What is asked: Render all of the items below as a numbered list, leaving out any blank lines.
-- start --
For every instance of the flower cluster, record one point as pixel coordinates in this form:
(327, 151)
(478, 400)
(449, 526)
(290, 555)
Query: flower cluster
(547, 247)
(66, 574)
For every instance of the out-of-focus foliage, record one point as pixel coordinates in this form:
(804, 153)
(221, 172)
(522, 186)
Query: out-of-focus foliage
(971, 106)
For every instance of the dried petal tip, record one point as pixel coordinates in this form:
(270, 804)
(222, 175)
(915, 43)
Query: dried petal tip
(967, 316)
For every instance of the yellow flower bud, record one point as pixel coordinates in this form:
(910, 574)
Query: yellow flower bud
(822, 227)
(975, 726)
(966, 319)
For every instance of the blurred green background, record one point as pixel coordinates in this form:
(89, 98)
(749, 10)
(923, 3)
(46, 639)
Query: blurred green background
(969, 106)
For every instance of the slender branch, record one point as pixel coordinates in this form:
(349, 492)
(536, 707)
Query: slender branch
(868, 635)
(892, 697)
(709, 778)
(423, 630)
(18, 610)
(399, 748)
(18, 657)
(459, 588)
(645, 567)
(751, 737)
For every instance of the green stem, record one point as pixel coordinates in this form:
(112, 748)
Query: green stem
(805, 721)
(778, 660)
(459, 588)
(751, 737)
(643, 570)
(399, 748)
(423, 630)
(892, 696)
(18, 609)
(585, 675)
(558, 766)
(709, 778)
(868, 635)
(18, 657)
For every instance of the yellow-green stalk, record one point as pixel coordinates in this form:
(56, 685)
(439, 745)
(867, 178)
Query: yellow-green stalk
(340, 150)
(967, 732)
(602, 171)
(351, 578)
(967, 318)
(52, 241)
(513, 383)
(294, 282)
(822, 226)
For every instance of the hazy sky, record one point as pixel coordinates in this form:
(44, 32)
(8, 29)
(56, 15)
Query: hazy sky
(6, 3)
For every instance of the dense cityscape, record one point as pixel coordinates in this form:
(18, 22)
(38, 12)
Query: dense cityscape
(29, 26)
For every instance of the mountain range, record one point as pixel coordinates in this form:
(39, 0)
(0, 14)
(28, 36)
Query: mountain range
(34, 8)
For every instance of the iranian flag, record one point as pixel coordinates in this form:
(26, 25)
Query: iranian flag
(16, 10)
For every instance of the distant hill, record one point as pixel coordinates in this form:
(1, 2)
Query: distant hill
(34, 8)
-- end --
Exercise solution:
1. For every instance of the flower cluster, record one point as pixel coordinates in this form:
2. (327, 151)
3. (478, 400)
4. (449, 526)
5. (290, 555)
6. Query: flower cluster
7. (547, 247)
8. (66, 574)
9. For every instance of the out-of-focus foliage, record one point as pixel coordinates in this form:
10. (804, 153)
11. (221, 172)
12. (522, 186)
13. Query: out-of-focus foliage
14. (971, 106)
15. For every instance of the dried petal tip, record one point as pixel coordinates in this form:
16. (270, 804)
17. (222, 175)
18. (915, 43)
19. Query: dried petal tip
20. (967, 316)
21. For every instance of the yellow flower bud, record one point as pixel coordinates in this form:
22. (910, 574)
23. Query: yellow flower bud
24. (822, 227)
25. (975, 726)
26. (966, 319)
27. For every instance of the blurred green background, record one point as pixel coordinates in this form:
28. (89, 98)
29. (749, 10)
30. (923, 3)
31. (46, 639)
32. Query: blurred green background
33. (969, 106)
34. For every instance of the slender branch, record one point as pixel coordinates in this form:
35. (349, 492)
36. (536, 707)
37. Query: slender branch
38. (868, 635)
39. (892, 697)
40. (709, 778)
41. (423, 630)
42. (18, 610)
43. (399, 748)
44. (18, 657)
45. (459, 588)
46. (645, 567)
47. (751, 737)
48. For every instance of the green stem, record one point as pixel coordinates in this form:
49. (112, 748)
50. Query: green stem
51. (805, 721)
52. (778, 660)
53. (459, 588)
54. (751, 737)
55. (643, 570)
56. (399, 748)
57. (423, 630)
58. (892, 696)
59. (18, 609)
60. (585, 675)
61. (558, 766)
62. (709, 778)
63. (868, 635)
64. (18, 657)
65. For every instance of the yellow-green stalk, record one point as pixel coordinates in this form:
66. (56, 685)
67. (439, 745)
68. (867, 178)
69. Query: yellow-green stalk
70. (340, 150)
71. (967, 732)
72. (602, 171)
73. (351, 578)
74. (967, 318)
75. (52, 241)
76. (513, 383)
77. (294, 282)
78. (822, 226)
79. For every instance of the hazy sky, record one point as pixel coordinates in this form:
80. (44, 32)
81. (8, 29)
82. (56, 15)
83. Query: hazy sky
84. (6, 3)
85. For every instance of the dense cityscape, record one point as pixel coordinates in this form:
86. (18, 22)
87. (38, 12)
88. Query: dense cityscape
89. (29, 26)
90. For every instance of the mountain range, record one point as pixel coordinates in this form:
91. (39, 0)
92. (0, 14)
93. (28, 36)
94. Query: mountain range
95. (34, 8)
96. For every instance of the iranian flag, record one point as pixel coordinates in this form:
97. (26, 25)
98. Query: iranian flag
99. (16, 10)
100. For every instance of the distant hill, record one point as pixel coordinates in this form:
101. (1, 2)
102. Query: distant hill
103. (34, 8)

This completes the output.